═══ PASSAGE SHOWN ═══

Politics Is a Funny Business - But There's Nothing Funny About the Failure to Fix the Gender Pay Gap

on Monday WE launched this tragi-comic video showing women marking the unhappy new year--the new female earning year--to draw attention to a persistent inequity, a gender pay gap that endures almost 46 years after the Equal Pay Act received royal assent. Such campaigns raise awareness but much, much more needs to be done.

On Monday I woke up early, retrieved a half-drunk can of lager from the kitchen and stuck a pink rosette on my nose. My morning rituals have changed substantially since I co-founded the Women's Equality Party (WE) last year.

It's true that in my former life as a journalist for TIME, I would also rise at dawn. I needed to be across breaking news. These days my relationship with the news is a little different. WE aim to make the news--and ultimately to make good news. Part of that process involves highlighting bad news neglected by the media. The biggest bad news story of all is so shocking that you'd think it would dominate the global headlines every day: nowhere in the world are women equal to men. Yes, some women break through and in the UK we enjoy most of the same legal rights as men. But existing parity laws are inadequate and legislation alone cannot fix the situation. Men continue to dominate politics and business and newsrooms and many other spheres of activity, to the detriment of all of those spheres and of everyone, including men. Women on average are poorer than men, juggle more responsibilities, suffer discrimination, harassment and sexual violence, and the picture is worse still for women born into poverty and for women of colour, women with disabilities and all genders in the LGBT+ community.

═══

**REQUIREMENTS**
A - In the gender pay gap piece, how long after the Equal Pay Act received royal assent is the pay gap said to endure?
B - Return everything in the gender pay gap piece from "on Monday WE" down to "to be done.", word for word.

═══ DATA SECTION ═══

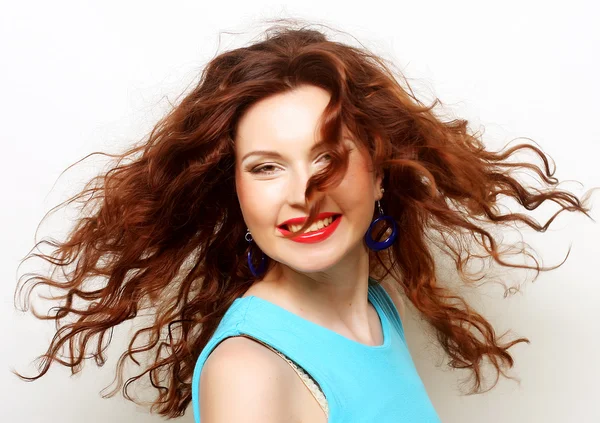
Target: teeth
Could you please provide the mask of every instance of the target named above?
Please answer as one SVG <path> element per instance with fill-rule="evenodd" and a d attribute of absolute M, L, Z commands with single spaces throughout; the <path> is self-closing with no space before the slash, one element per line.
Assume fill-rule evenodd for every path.
<path fill-rule="evenodd" d="M 329 226 L 332 221 L 333 221 L 333 216 L 329 216 L 328 218 L 323 219 L 323 220 L 318 220 L 315 223 L 313 223 L 310 226 L 310 228 L 308 228 L 306 231 L 304 231 L 304 233 L 313 232 L 313 231 L 322 229 L 325 226 Z M 296 231 L 298 231 L 298 229 L 300 229 L 302 227 L 302 225 L 288 225 L 288 226 L 292 232 L 296 232 Z"/>

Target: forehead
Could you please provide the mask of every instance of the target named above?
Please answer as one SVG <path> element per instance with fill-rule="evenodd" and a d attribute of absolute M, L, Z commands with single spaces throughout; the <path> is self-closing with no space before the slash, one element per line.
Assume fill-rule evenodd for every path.
<path fill-rule="evenodd" d="M 329 99 L 326 90 L 303 85 L 256 102 L 238 122 L 236 154 L 241 157 L 254 149 L 312 145 L 318 141 L 319 119 Z"/>

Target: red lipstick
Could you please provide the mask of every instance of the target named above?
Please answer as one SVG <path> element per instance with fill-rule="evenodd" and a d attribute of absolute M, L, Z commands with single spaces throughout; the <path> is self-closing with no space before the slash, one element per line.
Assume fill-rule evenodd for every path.
<path fill-rule="evenodd" d="M 325 219 L 329 216 L 335 216 L 335 217 L 334 217 L 334 220 L 328 226 L 325 226 L 325 227 L 318 229 L 316 231 L 313 231 L 313 232 L 308 232 L 308 233 L 304 233 L 304 234 L 295 236 L 294 238 L 290 238 L 290 240 L 295 241 L 295 242 L 302 242 L 302 243 L 315 243 L 315 242 L 320 242 L 320 241 L 323 241 L 323 240 L 329 238 L 331 236 L 331 234 L 333 234 L 333 232 L 336 230 L 338 225 L 340 224 L 342 215 L 339 213 L 324 212 L 324 213 L 319 213 L 316 220 Z M 280 224 L 277 227 L 277 229 L 282 234 L 288 235 L 288 234 L 290 234 L 290 231 L 285 229 L 285 227 L 284 227 L 285 225 L 289 225 L 289 224 L 301 225 L 305 221 L 306 221 L 305 217 L 296 217 L 294 219 L 286 220 L 285 222 Z"/>

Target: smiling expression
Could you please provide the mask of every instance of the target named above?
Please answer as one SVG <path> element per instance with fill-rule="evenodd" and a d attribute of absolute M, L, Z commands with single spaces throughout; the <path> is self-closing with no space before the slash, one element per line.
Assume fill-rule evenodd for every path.
<path fill-rule="evenodd" d="M 381 179 L 370 172 L 370 158 L 346 133 L 348 170 L 326 193 L 321 208 L 341 217 L 307 242 L 282 237 L 278 226 L 308 215 L 308 179 L 329 161 L 324 150 L 313 149 L 329 98 L 326 90 L 312 85 L 273 95 L 253 104 L 236 131 L 236 192 L 244 221 L 267 256 L 301 272 L 322 271 L 348 254 L 366 253 L 363 237 L 381 198 Z M 257 151 L 262 153 L 252 154 Z"/>

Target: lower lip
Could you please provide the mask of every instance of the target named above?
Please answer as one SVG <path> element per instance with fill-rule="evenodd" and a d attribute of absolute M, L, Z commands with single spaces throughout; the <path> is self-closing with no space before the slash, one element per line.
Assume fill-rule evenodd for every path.
<path fill-rule="evenodd" d="M 290 240 L 295 241 L 295 242 L 302 242 L 304 244 L 312 244 L 315 242 L 321 242 L 324 239 L 327 239 L 331 236 L 331 234 L 336 230 L 336 228 L 340 224 L 340 220 L 342 220 L 341 215 L 339 215 L 333 222 L 331 222 L 330 225 L 325 226 L 324 228 L 321 228 L 314 232 L 309 232 L 306 234 L 298 235 L 294 238 L 290 238 Z M 288 231 L 287 229 L 283 229 L 283 228 L 277 228 L 277 229 L 279 229 L 279 232 L 281 232 L 284 235 L 290 234 L 290 231 Z"/>

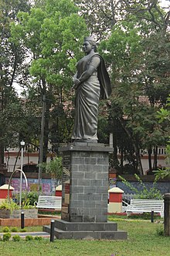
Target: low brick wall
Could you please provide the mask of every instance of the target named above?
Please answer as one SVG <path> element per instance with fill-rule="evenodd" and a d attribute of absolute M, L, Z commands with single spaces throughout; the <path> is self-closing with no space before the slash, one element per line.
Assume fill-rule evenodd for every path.
<path fill-rule="evenodd" d="M 53 217 L 26 219 L 25 227 L 49 225 Z M 0 226 L 21 227 L 20 219 L 0 219 Z"/>
<path fill-rule="evenodd" d="M 24 213 L 25 219 L 36 219 L 38 218 L 38 209 L 14 209 L 10 211 L 9 209 L 0 209 L 0 219 L 20 219 L 21 213 Z"/>

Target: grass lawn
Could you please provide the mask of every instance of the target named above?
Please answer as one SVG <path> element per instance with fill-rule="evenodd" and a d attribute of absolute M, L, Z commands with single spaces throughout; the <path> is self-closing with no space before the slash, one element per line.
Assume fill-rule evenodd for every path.
<path fill-rule="evenodd" d="M 109 217 L 114 220 L 113 217 Z M 117 219 L 118 229 L 128 233 L 128 240 L 0 241 L 0 255 L 5 256 L 160 256 L 170 255 L 170 237 L 158 235 L 162 223 L 149 220 Z M 29 231 L 29 228 L 26 228 Z M 39 227 L 38 227 L 39 230 Z"/>

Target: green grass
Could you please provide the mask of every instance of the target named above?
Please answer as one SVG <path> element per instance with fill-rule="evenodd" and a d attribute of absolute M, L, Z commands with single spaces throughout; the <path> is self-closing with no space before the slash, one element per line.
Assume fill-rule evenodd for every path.
<path fill-rule="evenodd" d="M 112 217 L 113 218 L 113 217 Z M 170 237 L 158 236 L 162 223 L 147 220 L 117 220 L 118 229 L 128 233 L 127 240 L 0 241 L 0 255 L 5 256 L 159 256 L 169 255 Z M 38 228 L 38 229 L 39 229 Z M 30 251 L 31 248 L 31 251 Z"/>

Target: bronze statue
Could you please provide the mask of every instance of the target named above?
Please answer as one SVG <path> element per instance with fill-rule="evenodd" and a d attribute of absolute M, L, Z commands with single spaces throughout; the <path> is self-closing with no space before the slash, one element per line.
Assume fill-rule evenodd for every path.
<path fill-rule="evenodd" d="M 99 99 L 107 99 L 110 95 L 110 81 L 104 59 L 96 53 L 93 37 L 84 38 L 83 49 L 86 56 L 77 62 L 77 71 L 73 76 L 76 116 L 72 139 L 97 143 Z"/>

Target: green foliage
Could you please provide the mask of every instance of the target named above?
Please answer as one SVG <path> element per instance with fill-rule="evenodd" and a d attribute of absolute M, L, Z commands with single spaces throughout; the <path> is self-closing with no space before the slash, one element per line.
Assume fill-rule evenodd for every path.
<path fill-rule="evenodd" d="M 168 120 L 168 126 L 169 126 L 170 121 L 170 98 L 168 98 L 167 104 L 165 105 L 165 109 L 162 108 L 157 113 L 158 118 L 159 119 L 160 123 L 163 123 Z M 169 130 L 168 130 L 168 136 L 169 136 Z M 166 146 L 166 163 L 170 164 L 170 144 L 169 141 L 168 145 Z M 156 180 L 164 178 L 170 178 L 170 168 L 166 168 L 165 169 L 158 169 L 154 171 L 155 174 Z"/>
<path fill-rule="evenodd" d="M 1 202 L 0 209 L 9 209 L 11 212 L 12 212 L 14 209 L 19 209 L 19 206 L 17 205 L 12 199 L 10 199 L 10 201 L 5 199 L 5 201 Z"/>
<path fill-rule="evenodd" d="M 138 175 L 134 175 L 137 181 L 138 182 L 138 186 L 141 188 L 141 190 L 136 189 L 134 185 L 131 185 L 125 178 L 119 175 L 121 182 L 131 189 L 134 193 L 134 198 L 138 199 L 162 199 L 162 195 L 158 189 L 155 188 L 156 182 L 153 182 L 152 187 L 148 189 L 141 178 Z"/>
<path fill-rule="evenodd" d="M 30 241 L 33 240 L 33 237 L 31 235 L 26 236 L 26 241 Z"/>
<path fill-rule="evenodd" d="M 8 241 L 9 239 L 11 238 L 12 235 L 10 233 L 6 233 L 3 234 L 3 241 Z"/>
<path fill-rule="evenodd" d="M 4 233 L 8 233 L 9 232 L 8 227 L 3 227 L 3 230 L 2 230 L 2 232 L 4 232 Z"/>
<path fill-rule="evenodd" d="M 19 242 L 21 240 L 21 237 L 19 237 L 19 235 L 15 235 L 12 237 L 12 240 L 14 242 Z"/>
<path fill-rule="evenodd" d="M 22 192 L 22 209 L 33 209 L 34 202 L 38 200 L 39 194 L 37 192 Z M 15 198 L 17 202 L 19 202 L 20 194 L 15 194 Z"/>
<path fill-rule="evenodd" d="M 50 174 L 52 178 L 55 178 L 56 181 L 61 179 L 63 173 L 63 164 L 61 157 L 56 157 L 47 164 L 40 164 L 40 166 L 42 166 L 46 173 Z"/>
<path fill-rule="evenodd" d="M 164 227 L 162 226 L 162 227 L 157 227 L 156 228 L 156 234 L 158 236 L 165 236 L 165 234 L 164 234 Z"/>
<path fill-rule="evenodd" d="M 32 191 L 27 193 L 27 198 L 30 206 L 34 206 L 34 202 L 38 201 L 39 193 L 38 192 Z"/>
<path fill-rule="evenodd" d="M 36 240 L 38 241 L 40 241 L 42 239 L 42 237 L 37 237 L 37 236 L 34 237 L 34 240 Z"/>
<path fill-rule="evenodd" d="M 18 232 L 18 228 L 16 227 L 13 227 L 11 228 L 11 232 Z"/>

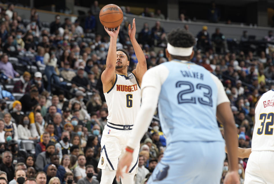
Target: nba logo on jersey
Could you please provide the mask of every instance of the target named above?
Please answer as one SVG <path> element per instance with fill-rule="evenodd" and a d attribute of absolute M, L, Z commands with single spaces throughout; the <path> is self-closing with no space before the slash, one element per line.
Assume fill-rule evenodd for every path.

═══

**ANSWERS TO THE PROBLEMS**
A - Almost 46 years.

B -
on Monday WE launched this tragi-comic video showing women marking the unhappy new year--the new female earning year--to draw attention to a persistent inequity, a gender pay gap that endures almost 46 years after the Equal Pay Act received royal assent. Such campaigns raise awareness but much, much more needs to be done.